_Work to be completed:_ Recast the items from the line containing "of the stone" through the end of the records as a two-column CSV headed instruction and response. Give one row per item, with its text and its answer each in a single quoted field and line breaks turned into spaces.

** Begin **

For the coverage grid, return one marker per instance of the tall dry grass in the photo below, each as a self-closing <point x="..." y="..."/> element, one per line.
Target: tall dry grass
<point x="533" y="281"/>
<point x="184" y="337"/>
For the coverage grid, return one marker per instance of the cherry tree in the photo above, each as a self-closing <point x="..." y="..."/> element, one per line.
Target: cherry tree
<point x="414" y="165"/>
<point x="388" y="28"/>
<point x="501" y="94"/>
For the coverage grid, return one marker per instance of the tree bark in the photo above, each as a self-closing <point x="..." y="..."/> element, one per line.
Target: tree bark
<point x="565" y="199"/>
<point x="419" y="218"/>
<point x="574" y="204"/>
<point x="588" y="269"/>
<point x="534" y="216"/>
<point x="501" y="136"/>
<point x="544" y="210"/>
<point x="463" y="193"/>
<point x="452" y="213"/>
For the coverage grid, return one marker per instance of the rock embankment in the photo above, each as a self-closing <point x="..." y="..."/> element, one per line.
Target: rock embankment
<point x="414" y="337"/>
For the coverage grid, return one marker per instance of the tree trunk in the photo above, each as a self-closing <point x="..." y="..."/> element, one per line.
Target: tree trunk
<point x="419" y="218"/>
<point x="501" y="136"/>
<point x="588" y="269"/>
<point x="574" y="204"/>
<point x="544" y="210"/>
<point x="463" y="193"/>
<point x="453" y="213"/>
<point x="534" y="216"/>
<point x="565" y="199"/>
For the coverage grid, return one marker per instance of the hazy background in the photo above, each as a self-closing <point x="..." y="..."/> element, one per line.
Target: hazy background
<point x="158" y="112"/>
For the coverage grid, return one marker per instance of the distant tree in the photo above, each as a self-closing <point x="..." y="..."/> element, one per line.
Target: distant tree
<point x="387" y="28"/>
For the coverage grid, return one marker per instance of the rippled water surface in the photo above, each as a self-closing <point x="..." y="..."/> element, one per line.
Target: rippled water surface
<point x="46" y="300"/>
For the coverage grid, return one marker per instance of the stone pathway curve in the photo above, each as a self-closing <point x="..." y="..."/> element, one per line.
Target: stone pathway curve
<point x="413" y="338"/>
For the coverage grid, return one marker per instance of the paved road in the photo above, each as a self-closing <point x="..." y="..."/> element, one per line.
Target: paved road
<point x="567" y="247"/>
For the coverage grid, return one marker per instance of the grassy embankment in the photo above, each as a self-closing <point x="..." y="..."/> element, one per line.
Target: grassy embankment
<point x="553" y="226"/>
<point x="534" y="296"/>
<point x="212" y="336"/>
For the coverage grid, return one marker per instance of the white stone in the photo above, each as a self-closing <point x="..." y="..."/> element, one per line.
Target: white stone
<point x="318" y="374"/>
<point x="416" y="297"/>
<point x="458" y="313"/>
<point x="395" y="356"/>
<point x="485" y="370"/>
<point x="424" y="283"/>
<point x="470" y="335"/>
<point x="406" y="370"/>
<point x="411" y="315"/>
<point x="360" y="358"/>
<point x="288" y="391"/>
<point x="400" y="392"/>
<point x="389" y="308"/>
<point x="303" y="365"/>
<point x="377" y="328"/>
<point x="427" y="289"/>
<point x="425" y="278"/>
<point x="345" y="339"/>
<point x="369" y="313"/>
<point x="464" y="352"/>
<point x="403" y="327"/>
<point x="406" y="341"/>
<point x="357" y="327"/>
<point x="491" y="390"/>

** End **

_Exercise result:_
instruction,response
"For the coverage grid, return one marker per instance of the stone pathway curve in the photo above, each as a self-closing <point x=""..."" y=""...""/> element, one per line. Target: stone pathway curve","<point x=""413"" y=""338""/>"
"For the coverage grid, return one marker per instance of the paved road in the photo above, each as a self-closing <point x=""..."" y=""...""/> element, one per line. Target: paved road","<point x=""567"" y=""247""/>"
"For the coverage grid, return one marker per instance of the grassy embankment in the photo above, each as a self-closing <point x=""..."" y=""...""/> element, one per line. Target: grassy embankment","<point x=""553"" y=""226""/> <point x=""534"" y=""296""/> <point x=""212"" y=""336""/>"
"For the coverage grid, return one marker per instance of the white stone in the photo above, each as a self-closing <point x=""..."" y=""...""/> element, one per line. Target: white stone","<point x=""318"" y=""374""/> <point x=""416"" y=""297""/> <point x=""458"" y=""313""/> <point x=""395"" y=""356""/> <point x=""485"" y=""370""/> <point x=""424"" y=""283""/> <point x=""470"" y=""335""/> <point x=""406"" y=""370""/> <point x=""411"" y=""315""/> <point x=""360"" y=""358""/> <point x=""288"" y=""391""/> <point x=""400"" y=""392""/> <point x=""389"" y=""308""/> <point x=""303"" y=""365""/> <point x=""377"" y=""328""/> <point x=""427"" y=""289""/> <point x=""425"" y=""278""/> <point x=""345"" y=""339""/> <point x=""369"" y=""313""/> <point x=""464"" y=""352""/> <point x=""403"" y=""327""/> <point x=""406"" y=""341""/> <point x=""357"" y=""327""/> <point x=""491"" y=""390""/>"